◆ **Elenco compiti**:
1) Nell'articolo su inflazione e consumi, di quanto è superiore oggi il livello del Pil italiano rispetto al quarto trimestre del 2019?
2) Riscrivi l'articolo su inflazione e consumi, tutto da "Abbiamo ancora tanta" giù fino a "miliardi di euro.", mettendo "tassi di riferimento" al posto di "tassi di interesse".
3) Continua l'articolo su inflazione e consumi a partire dalla sua ultima frase.

◆ **Testo del documento**:
____

Economia

Niente sconti, siamo falchi

di Giovanni Vasso -

CHRISTINE LAGARDE PRESIDENTE BCE


di GIOVANNI VASSO

Abbiamo ancora tanta strada da fare. Lo dicono tutti. Il problema, però, è che non sembrano concordare sulla direzione da prendere. Perché, da un lato, la lotta all’inflazione imporrebbe, secondo gli enti sovranazionali, dalla Bce fino all’Ocse, continui e imperterriti aumenti dei tassi di interesse. Dall’altro, però, c’è il grido di dolore di chi, come il presidente di Confcommercio Carlo Sangalli denuncia che, dal pre-pandemia a oggi si sono persi consumi per ben 20 miliardi di euro.

Sangalli ha parlato all’assemblea nazionale di Confcommercio e ha parlato prima del bicchiere mezzo pieno: “Nello scenario della permacrisi, i risultati dell’economia italiana battono costantemente al rialzo, nell’ultimo triennio, tutte le previsioni. Oggi, il nostro livello del Pil è superiore del 2,5 per cento rispetto a quello del quarto trimestre del 2019. Insomma, abbiamo più che recuperato i livelli pre-pandemici, facendo meglio delle altre maggiori economie europee e addirittura degli Stati Uniti”. Ma c’è il rovescio della medaglia. E fa paura: “Restano, però, ancora indietro i consumi che, nella media dello scorso anno, risultano inferiori di circa venti miliardi di euro rispetto al 2019”. Sangalli ha spiegato: “Proprio i consumi rallentano, a partire da quelli alimentari, per quell’inflazione che continua a mordere. Inflazione, che erode il potere d’acquisto, sia dei redditi correnti, sia della ricchezza detenuta in forma liquida. Abbiamo mostrato una straordinaria capacità di adattamento e di reazione, da parte di imprese, lavoro e reti di sicurezza sociale. È il risultato della collaborazione tra buone politiche pubbliche ed iniziativa privata. Collaborazione che ha funzionato anche sul versante dell’occupazione”.

____

Voci di dati memorizzate
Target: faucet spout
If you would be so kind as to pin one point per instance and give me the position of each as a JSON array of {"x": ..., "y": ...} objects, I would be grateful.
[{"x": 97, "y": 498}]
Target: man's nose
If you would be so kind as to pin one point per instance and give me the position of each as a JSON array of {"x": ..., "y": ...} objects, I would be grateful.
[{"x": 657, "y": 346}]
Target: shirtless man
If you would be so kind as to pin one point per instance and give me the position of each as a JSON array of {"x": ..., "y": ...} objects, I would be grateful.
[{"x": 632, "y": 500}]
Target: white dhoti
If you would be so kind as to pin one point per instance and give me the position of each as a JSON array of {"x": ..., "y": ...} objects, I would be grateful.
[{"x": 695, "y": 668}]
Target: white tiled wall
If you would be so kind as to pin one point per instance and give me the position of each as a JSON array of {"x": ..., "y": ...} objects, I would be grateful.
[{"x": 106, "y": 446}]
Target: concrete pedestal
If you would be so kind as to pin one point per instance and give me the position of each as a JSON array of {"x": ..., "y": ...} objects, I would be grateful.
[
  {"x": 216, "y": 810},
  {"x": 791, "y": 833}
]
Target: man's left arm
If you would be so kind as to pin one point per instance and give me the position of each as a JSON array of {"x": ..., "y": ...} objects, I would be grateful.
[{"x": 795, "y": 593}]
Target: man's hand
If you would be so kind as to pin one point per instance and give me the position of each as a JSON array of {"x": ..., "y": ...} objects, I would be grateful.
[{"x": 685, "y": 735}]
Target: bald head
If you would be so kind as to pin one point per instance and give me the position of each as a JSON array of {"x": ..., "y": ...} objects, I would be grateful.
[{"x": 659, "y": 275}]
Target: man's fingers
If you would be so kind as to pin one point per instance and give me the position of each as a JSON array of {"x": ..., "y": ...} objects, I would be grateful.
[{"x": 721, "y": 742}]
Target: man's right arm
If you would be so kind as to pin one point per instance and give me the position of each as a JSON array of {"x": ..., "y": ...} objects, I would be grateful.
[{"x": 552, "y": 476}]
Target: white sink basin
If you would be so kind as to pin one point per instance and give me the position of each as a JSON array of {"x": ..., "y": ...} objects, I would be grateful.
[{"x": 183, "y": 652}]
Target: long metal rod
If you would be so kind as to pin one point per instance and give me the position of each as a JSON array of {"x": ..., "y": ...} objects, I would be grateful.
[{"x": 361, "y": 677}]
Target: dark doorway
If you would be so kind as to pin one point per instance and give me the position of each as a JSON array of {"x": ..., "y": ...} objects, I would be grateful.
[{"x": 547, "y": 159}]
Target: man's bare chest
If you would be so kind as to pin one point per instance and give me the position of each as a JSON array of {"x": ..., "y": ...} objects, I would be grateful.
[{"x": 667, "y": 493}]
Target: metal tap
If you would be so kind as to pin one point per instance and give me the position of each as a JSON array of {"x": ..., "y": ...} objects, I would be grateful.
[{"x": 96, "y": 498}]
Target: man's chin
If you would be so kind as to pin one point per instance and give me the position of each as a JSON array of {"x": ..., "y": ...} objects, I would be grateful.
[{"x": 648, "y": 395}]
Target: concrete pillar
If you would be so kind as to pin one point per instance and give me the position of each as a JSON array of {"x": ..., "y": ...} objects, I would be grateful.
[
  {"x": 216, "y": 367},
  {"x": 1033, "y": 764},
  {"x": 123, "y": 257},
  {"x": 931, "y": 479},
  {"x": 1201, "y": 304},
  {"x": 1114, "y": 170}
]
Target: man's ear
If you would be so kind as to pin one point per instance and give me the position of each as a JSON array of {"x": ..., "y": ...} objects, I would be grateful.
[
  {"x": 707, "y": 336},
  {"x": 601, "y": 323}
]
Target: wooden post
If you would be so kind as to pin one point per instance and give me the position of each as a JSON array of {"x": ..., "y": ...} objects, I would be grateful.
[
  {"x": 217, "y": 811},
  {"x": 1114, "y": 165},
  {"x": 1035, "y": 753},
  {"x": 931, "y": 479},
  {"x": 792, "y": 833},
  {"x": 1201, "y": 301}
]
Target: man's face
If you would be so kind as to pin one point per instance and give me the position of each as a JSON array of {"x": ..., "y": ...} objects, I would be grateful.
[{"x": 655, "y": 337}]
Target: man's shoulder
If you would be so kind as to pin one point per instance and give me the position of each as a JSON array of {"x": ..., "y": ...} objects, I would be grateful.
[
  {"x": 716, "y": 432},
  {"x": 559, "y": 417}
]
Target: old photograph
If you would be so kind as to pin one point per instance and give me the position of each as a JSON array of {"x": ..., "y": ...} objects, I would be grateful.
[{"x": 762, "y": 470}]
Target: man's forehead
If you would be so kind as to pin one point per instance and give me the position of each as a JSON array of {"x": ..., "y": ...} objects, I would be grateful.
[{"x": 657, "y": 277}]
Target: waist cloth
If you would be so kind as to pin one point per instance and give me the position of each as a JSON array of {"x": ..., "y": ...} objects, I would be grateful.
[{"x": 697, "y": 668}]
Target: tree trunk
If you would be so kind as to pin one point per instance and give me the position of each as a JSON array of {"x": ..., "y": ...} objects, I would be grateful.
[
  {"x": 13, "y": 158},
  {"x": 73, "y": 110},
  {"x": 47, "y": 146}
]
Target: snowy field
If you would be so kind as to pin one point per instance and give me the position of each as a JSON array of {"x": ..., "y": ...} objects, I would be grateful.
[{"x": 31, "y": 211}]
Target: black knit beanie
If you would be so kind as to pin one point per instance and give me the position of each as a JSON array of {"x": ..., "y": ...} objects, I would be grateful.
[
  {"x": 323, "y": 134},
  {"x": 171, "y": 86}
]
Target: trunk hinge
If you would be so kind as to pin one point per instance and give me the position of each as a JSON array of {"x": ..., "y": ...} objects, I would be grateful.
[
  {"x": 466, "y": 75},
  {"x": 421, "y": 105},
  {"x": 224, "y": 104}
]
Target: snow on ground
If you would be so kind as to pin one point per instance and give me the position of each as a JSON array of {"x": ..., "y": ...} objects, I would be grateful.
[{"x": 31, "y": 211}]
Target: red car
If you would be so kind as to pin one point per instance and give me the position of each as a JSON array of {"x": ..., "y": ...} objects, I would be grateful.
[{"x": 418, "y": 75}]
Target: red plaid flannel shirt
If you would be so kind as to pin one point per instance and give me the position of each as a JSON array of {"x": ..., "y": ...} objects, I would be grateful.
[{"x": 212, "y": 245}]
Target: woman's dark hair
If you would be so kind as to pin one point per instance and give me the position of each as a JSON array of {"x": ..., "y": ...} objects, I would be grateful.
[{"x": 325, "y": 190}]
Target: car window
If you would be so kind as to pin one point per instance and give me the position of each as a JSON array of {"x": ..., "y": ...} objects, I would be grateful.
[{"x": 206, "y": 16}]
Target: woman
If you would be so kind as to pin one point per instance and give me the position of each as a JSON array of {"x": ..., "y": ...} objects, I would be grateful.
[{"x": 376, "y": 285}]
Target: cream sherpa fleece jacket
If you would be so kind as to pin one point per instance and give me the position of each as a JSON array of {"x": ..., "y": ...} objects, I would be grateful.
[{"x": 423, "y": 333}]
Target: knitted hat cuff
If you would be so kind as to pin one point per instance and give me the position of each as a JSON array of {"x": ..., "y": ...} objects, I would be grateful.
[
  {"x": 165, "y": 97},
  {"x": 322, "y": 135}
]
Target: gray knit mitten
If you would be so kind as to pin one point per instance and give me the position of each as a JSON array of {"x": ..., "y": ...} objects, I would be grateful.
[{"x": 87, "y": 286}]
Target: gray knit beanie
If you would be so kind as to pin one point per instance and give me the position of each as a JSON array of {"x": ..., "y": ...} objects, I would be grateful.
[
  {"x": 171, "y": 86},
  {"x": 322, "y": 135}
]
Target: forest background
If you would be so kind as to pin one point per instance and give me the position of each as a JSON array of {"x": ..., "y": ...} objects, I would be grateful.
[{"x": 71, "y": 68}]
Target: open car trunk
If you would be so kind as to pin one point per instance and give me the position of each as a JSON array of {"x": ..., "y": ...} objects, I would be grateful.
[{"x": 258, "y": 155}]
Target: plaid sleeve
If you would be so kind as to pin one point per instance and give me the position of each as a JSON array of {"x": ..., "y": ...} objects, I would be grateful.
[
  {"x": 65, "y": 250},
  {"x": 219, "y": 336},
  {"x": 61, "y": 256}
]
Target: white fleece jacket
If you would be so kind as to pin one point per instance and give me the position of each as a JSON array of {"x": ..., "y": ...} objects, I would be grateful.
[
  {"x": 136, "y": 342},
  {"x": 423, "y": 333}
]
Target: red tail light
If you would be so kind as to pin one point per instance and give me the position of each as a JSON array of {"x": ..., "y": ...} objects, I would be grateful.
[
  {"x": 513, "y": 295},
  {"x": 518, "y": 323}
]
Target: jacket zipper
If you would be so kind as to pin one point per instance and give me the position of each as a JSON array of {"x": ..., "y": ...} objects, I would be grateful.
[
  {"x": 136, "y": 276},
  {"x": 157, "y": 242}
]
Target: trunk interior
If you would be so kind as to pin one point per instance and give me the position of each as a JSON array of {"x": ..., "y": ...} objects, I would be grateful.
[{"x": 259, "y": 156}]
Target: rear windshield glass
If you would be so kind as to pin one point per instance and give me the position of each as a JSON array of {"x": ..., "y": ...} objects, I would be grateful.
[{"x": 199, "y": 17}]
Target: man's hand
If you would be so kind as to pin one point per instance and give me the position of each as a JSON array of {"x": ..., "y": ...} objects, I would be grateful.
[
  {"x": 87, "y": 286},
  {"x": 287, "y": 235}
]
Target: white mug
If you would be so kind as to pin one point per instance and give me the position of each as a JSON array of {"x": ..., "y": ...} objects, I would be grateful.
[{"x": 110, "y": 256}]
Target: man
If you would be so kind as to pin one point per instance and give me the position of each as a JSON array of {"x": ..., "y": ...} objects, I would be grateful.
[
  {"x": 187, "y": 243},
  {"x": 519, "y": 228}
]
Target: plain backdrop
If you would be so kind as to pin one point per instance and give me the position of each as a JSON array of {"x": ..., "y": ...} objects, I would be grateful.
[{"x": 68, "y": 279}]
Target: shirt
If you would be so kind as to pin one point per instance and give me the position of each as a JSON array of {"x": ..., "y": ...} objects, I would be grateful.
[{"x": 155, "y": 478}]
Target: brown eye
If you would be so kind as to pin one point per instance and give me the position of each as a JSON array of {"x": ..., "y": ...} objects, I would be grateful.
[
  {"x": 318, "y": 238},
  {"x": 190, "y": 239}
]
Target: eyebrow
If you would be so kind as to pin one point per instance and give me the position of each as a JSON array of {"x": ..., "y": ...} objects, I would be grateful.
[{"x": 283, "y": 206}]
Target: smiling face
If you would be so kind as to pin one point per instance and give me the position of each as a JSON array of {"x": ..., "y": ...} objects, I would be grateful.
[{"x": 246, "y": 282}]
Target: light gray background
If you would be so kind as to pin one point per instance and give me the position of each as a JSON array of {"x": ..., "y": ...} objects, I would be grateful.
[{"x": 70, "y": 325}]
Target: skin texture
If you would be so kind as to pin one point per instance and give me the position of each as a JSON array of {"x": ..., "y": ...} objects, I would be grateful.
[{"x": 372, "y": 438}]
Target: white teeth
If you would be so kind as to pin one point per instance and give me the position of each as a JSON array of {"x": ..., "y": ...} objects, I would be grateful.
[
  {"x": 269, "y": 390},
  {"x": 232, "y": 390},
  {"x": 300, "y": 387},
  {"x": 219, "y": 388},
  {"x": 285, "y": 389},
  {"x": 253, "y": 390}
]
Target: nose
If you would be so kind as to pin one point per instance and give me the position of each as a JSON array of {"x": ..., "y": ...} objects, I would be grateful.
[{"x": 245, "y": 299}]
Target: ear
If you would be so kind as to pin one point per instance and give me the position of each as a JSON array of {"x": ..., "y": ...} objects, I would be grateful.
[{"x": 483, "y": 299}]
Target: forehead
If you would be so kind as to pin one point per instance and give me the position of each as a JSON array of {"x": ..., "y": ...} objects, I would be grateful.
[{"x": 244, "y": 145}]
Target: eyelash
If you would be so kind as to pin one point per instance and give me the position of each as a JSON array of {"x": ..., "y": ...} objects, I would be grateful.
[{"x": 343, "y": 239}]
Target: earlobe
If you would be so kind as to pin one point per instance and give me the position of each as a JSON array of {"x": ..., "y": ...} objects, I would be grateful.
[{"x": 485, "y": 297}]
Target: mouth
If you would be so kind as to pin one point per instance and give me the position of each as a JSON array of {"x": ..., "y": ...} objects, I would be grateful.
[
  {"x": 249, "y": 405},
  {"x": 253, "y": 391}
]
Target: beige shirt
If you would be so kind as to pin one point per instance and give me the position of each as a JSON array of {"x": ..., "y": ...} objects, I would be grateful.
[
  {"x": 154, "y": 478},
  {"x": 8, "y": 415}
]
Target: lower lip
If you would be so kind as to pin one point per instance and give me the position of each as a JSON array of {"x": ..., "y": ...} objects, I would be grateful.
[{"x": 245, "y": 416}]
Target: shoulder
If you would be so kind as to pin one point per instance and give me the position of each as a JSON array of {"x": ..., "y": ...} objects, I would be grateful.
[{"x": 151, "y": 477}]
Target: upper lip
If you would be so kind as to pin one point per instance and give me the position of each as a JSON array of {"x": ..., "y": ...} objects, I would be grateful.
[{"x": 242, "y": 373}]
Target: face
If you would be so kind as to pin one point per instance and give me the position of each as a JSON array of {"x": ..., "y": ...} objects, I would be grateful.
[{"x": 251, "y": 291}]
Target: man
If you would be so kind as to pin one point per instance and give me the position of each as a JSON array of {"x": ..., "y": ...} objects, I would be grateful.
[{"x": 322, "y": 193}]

____

◆ **Risultati per compito**:
1) Del 2,5 per cento.

2)
Abbiamo ancora tanta strada da fare. Lo dicono tutti. Il problema, però, è che non sembrano concordare sulla direzione da prendere. Perché, da un lato, la lotta all’inflazione imporrebbe, secondo gli enti sovranazionali, dalla Bce fino all’Ocse, continui e imperterriti aumenti dei tassi di riferimento. Dall’altro, però, c’è il grido di dolore di chi, come il presidente di Confcommercio Carlo Sangalli denuncia che, dal pre-pandemia a oggi si sono persi consumi per ben 20 miliardi di euro.

3)
Intanto, a Francoforte sul Meno, i falchi si alzano in volo per dissipare le sempre più numerose nuvolette che vorrebbero annunciare una pausa (ristoratrice) del rally del costo del denaro. Isabel Schnabel, che è tra i membri più oltranzisti del board Bce, ha spiegato al quotidiano olandese De Tijd che “date le elevate incertezze sulla persistenza dell’inflazione, i costi di fare troppo poco continuano ad essere superiori rispetto ai costi di fare troppo”. Per Schnabel: “Il motivo è che una volta che l’inflazione diventa più persistente nell’economia diventa più costoso combatterla”. E ancora, per esorcizzare ogni speranza di un rallentamento della politica monetaria aggressiva, Schnabel ha tuonato: “Lasciatemi essere chiara: un picco nell’inflazione di fondo non sarebbe sufficiente per dichiarare vittoria. Dobbiamo vedere prove convincenti che l’inflazione tornerà il nostro obiettivo del 2% in maniera tempestiva e sostenibile. E non ci siamo ancora”. Con buona pace di chi, come il governatore di Bankitalia Ignazio Visco, solo pochi giorni, pur consapevole della necessità di dover lavorare a disinnescare l’inflazione, fa aveva posto l’accento sulla necessità di “prestare attenzione a che l’intensità della sua trasmissione non dia luogo a una frenata eccessiva dei consumi e degli investimenti”.

A dare conforto ai falchi, le considerazioni dell’Ocse secondo cui: “Sebbene l’inflazione complessiva stia diminuendo grazie a prezzi dell’energia più bassi, l’inflazione core rimane ostinatamente elevata, più di quanto previsto in precedenza. Le banche centrali – ha affermato la chief economist Clare Lombardelli – devono mantenere politiche monetarie restrittive fino a quando non ci saranno chiari segnali”.